▶ [What you will do] Scan the entries line by line and return those with "border".

▶ [Material provided]
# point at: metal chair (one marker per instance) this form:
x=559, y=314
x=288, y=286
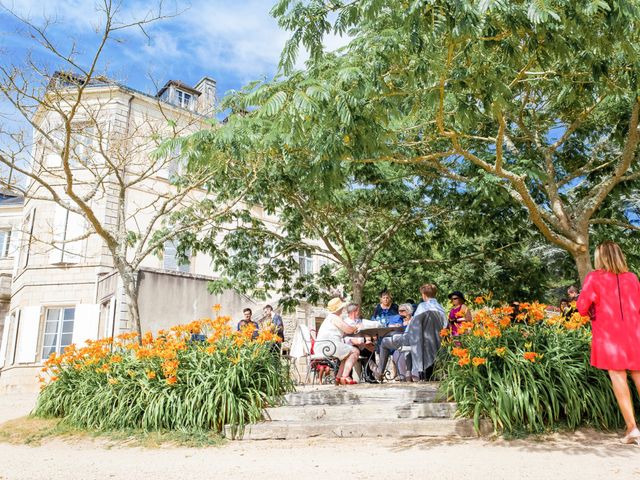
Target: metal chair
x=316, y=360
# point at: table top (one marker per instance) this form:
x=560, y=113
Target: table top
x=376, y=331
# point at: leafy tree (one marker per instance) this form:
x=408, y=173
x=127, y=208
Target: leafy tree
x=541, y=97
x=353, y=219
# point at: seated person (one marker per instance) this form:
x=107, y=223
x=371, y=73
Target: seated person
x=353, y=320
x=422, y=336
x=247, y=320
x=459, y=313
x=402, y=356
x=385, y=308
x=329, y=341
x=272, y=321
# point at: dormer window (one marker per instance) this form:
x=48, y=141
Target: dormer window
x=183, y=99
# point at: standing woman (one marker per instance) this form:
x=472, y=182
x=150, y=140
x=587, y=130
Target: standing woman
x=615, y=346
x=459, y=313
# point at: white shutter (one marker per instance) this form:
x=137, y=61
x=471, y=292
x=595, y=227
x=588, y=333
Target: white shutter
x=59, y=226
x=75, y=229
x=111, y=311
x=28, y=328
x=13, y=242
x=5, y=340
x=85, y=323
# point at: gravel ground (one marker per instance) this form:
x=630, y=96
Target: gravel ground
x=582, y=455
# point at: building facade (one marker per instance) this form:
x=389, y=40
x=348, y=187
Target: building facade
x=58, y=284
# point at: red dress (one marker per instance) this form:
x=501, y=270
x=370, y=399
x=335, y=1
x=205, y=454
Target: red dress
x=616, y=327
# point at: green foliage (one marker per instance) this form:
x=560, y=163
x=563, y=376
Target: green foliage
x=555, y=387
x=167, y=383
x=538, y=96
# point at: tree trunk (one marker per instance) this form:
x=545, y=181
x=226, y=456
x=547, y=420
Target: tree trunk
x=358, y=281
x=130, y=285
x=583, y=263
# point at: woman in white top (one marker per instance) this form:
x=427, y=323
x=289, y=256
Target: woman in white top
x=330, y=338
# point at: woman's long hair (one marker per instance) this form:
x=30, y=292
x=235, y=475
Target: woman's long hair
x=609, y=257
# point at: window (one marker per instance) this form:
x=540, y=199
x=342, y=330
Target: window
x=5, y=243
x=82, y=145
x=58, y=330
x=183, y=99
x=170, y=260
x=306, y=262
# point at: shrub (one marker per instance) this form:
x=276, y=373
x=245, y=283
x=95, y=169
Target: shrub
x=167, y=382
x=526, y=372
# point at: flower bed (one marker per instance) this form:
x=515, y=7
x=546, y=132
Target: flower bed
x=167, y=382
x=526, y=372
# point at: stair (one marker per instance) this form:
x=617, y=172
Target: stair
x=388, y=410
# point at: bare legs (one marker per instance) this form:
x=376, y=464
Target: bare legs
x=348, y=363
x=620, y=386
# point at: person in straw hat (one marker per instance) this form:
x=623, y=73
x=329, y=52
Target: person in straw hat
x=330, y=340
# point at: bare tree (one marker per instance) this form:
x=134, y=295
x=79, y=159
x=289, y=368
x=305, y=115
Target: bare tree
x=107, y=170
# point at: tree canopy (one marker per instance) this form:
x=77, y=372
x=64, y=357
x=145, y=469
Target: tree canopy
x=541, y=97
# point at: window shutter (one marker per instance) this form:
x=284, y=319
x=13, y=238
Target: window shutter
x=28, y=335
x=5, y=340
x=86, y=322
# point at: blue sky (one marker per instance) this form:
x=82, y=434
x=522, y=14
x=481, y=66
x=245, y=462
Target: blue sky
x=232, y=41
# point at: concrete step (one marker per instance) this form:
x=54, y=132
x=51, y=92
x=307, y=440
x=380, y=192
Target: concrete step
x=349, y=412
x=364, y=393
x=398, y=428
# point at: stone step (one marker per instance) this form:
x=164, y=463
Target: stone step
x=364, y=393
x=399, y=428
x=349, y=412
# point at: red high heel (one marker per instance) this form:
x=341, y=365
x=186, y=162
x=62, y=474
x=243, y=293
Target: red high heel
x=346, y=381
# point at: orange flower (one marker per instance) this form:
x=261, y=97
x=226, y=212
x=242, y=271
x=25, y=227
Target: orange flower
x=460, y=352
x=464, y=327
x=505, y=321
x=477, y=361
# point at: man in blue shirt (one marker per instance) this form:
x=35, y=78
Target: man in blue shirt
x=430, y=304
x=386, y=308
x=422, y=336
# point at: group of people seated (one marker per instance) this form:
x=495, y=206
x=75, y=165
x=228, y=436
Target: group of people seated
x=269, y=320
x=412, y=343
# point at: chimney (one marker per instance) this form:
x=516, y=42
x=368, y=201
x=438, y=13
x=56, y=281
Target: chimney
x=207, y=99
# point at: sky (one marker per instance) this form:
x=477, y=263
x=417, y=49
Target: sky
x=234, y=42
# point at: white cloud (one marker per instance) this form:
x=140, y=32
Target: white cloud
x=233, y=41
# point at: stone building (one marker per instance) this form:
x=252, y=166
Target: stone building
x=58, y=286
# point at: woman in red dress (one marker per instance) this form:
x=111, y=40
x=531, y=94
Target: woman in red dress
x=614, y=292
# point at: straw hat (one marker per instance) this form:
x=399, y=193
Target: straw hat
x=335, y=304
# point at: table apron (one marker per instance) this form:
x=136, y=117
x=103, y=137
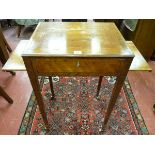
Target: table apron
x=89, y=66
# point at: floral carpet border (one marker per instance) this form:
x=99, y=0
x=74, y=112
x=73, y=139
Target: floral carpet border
---
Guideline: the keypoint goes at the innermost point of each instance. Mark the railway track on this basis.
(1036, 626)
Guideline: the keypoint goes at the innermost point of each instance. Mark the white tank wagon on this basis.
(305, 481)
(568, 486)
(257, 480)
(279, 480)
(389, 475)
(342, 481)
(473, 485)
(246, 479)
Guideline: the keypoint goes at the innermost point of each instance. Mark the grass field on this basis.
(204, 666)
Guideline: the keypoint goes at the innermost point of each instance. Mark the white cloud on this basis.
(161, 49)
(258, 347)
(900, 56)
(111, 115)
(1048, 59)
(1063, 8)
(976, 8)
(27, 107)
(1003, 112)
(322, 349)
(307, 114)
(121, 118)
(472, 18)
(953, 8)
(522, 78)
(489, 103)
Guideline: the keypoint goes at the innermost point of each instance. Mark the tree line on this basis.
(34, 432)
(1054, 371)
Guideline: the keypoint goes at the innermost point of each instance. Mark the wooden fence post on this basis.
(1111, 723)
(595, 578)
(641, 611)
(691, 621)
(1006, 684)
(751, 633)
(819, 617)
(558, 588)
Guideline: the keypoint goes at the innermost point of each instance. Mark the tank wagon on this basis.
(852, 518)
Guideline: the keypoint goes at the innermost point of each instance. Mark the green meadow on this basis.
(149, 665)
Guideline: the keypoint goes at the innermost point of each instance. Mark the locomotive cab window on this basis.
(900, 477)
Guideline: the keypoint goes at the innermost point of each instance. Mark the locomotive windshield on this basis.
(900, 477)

▶ [Result of this exercise]
# point at: floral carpet border (one marker per instance) this form:
Target: floral carpet border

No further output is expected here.